Stored items from a collection >>

:::::

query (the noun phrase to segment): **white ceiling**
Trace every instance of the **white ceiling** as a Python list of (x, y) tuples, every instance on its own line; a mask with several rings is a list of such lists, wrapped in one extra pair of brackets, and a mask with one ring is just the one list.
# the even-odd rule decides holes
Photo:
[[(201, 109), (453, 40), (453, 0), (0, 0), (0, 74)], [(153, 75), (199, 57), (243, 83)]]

:::::

Task prompt >>
Rewrite the data above, replacing "white ceiling" with "pale ceiling" wherever it occurs and keeping everything else the same.

The reply >>
query (the noun phrase to segment): **pale ceiling**
Trace every instance of the **pale ceiling** as a Python list of (x, y) tuples, every instance on its own line; a mask with several rings is a list of such lists, wrapped in one extra pair of brackets, and a mask with one ring is just the one list.
# the even-odd rule decides holes
Photo:
[[(201, 109), (453, 40), (453, 0), (0, 0), (0, 74)], [(153, 75), (199, 57), (243, 83)]]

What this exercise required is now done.